▶ _Goal_
Recast every line of the records below as a Markdown table with the columns Row and Line, numbering the rows and omitting blank lines.

Coordinate labeling records:
_ _ _ _

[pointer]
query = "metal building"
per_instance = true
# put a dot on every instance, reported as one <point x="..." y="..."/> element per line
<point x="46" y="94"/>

_ _ _ _

▶ _Solution to the problem_
| Row | Line |
|---|---|
| 1 | [pointer] |
| 2 | query = "metal building" |
| 3 | per_instance = true |
| 4 | # put a dot on every instance, reported as one <point x="..." y="..."/> element per line |
| 5 | <point x="46" y="94"/> |